DIRECTIONS FOR THIS TASK:
How many lines in the entries below contain the word "gray"? Give only the number.
--
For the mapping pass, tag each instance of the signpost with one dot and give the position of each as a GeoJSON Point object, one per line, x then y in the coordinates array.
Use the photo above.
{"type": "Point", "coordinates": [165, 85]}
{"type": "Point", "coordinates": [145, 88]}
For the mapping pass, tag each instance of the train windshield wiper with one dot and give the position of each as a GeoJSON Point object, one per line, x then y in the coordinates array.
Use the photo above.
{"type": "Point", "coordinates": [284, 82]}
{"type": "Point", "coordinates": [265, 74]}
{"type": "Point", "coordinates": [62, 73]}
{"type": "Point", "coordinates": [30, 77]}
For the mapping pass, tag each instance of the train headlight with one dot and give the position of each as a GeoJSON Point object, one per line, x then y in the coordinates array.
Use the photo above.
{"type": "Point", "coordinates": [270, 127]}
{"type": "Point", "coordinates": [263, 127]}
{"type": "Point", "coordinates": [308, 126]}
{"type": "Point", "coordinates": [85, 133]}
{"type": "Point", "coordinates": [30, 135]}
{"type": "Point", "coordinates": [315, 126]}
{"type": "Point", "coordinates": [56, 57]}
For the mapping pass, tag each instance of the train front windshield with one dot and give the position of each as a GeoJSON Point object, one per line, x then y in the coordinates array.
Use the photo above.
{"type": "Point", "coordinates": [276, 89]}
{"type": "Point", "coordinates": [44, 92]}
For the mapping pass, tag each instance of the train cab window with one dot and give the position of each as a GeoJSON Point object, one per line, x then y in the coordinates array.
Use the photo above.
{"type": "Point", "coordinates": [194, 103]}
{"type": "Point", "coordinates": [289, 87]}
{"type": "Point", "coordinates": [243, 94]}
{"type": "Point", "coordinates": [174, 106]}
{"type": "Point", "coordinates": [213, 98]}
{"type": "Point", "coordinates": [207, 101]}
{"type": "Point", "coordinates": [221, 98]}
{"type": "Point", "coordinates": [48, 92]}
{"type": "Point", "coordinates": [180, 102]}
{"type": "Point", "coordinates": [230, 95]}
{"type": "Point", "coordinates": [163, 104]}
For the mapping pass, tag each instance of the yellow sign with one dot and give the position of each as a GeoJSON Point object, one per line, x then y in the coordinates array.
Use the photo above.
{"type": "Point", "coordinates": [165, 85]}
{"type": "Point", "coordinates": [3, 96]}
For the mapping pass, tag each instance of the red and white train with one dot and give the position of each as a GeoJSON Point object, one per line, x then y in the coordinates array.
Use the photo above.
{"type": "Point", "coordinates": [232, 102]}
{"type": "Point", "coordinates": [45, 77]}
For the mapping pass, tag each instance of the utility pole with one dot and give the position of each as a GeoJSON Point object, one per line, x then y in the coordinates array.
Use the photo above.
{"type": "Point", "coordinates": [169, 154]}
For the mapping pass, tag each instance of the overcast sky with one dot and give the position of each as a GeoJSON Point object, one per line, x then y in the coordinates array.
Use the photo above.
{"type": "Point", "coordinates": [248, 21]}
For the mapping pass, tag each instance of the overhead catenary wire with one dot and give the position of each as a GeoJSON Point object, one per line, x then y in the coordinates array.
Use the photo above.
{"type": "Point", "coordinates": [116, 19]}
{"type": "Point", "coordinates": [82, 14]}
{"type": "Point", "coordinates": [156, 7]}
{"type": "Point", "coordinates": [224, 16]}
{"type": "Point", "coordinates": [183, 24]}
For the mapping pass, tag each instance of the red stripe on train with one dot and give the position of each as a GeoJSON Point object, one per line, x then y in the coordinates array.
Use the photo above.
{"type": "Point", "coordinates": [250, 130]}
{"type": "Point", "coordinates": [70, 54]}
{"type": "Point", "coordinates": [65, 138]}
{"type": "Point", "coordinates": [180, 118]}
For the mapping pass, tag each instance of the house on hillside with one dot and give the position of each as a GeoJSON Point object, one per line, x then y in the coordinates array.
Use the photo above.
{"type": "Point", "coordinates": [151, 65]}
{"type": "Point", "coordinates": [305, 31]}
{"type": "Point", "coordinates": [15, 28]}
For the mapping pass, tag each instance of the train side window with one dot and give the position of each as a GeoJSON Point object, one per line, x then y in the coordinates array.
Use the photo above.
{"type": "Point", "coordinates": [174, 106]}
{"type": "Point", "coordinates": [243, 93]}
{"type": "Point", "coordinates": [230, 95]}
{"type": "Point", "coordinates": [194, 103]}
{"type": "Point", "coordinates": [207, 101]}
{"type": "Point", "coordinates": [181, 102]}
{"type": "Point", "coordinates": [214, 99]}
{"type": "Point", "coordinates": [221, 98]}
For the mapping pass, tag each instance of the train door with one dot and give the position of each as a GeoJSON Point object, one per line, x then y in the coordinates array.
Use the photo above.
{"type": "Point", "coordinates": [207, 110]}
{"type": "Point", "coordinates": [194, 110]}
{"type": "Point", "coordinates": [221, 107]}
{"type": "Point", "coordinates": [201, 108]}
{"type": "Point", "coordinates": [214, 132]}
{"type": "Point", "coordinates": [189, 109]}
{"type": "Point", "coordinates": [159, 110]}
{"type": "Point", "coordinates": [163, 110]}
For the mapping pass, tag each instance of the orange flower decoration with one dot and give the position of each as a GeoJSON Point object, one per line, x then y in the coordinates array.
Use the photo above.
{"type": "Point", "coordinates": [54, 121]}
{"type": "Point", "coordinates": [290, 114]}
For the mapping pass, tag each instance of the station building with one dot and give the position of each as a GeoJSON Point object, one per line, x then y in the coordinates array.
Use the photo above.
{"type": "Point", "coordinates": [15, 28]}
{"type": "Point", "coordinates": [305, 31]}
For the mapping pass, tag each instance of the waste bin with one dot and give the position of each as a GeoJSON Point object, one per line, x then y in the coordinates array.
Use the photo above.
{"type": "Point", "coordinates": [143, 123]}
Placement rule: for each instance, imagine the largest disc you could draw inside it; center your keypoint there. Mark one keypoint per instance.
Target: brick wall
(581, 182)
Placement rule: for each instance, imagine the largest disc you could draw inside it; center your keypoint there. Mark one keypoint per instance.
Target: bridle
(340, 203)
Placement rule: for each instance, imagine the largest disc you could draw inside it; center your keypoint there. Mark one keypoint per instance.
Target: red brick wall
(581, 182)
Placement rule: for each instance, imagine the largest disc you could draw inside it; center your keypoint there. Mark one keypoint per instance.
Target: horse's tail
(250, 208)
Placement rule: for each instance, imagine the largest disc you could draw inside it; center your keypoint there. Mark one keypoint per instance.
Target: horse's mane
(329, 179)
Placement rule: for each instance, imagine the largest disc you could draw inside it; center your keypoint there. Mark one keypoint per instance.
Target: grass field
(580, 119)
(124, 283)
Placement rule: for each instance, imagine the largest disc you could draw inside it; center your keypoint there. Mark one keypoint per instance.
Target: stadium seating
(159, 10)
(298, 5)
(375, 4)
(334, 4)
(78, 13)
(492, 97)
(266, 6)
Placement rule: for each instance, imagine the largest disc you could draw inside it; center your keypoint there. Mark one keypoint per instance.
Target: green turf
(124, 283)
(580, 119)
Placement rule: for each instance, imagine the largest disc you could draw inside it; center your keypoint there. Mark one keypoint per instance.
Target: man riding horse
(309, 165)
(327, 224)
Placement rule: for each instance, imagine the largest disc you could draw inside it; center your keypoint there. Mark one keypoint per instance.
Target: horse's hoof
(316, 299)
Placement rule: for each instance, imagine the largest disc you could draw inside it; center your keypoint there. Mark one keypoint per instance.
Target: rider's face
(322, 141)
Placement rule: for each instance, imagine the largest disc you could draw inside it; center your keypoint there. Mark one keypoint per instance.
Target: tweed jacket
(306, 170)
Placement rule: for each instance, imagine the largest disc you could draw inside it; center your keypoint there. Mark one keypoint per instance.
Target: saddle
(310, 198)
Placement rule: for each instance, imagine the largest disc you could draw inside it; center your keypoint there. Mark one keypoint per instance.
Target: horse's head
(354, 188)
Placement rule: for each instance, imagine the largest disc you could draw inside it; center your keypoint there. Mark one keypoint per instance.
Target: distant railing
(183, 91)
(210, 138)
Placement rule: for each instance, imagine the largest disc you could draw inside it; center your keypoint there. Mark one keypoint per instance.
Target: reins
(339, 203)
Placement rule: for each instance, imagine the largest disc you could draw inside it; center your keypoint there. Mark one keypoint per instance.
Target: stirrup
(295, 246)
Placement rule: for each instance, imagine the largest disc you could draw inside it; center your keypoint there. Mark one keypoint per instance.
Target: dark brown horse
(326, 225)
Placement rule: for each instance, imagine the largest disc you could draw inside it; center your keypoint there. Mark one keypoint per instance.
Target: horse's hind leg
--
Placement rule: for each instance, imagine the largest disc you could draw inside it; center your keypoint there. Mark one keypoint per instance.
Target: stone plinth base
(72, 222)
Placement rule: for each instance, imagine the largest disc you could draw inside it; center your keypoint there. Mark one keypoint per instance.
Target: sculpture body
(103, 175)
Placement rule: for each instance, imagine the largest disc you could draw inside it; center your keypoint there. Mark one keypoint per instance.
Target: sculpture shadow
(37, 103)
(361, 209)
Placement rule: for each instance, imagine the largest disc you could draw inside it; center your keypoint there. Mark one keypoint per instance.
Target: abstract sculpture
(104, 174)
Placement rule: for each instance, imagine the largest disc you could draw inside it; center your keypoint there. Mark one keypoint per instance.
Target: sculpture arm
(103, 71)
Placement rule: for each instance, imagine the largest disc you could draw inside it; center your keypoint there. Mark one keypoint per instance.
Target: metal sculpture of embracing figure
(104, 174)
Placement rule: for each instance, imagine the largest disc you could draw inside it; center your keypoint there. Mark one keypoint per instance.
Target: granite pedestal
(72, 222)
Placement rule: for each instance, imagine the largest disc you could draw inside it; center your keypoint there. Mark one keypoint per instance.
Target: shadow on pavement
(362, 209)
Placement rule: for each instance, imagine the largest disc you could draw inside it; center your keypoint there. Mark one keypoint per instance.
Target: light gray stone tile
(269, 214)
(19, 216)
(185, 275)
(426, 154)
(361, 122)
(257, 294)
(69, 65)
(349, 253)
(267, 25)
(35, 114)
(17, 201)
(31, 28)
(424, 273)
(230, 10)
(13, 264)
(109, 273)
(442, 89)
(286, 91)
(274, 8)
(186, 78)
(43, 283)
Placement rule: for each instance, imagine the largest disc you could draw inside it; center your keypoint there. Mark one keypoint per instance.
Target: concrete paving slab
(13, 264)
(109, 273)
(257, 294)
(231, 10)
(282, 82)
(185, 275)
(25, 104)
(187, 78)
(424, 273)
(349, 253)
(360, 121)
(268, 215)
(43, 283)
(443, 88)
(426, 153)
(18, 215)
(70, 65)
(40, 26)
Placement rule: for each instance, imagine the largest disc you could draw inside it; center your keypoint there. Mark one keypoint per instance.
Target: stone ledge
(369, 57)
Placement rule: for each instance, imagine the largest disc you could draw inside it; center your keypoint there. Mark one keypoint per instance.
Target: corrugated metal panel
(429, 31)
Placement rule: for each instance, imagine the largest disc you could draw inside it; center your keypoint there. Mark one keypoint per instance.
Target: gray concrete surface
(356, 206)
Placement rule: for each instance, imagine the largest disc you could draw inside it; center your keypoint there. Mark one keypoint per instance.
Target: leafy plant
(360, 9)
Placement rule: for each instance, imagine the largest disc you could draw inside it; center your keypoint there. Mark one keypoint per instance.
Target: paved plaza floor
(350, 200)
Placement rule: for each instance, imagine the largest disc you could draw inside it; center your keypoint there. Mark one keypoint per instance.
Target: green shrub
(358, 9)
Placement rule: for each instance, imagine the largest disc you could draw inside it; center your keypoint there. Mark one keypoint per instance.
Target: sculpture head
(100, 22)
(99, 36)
--
REPLY:
2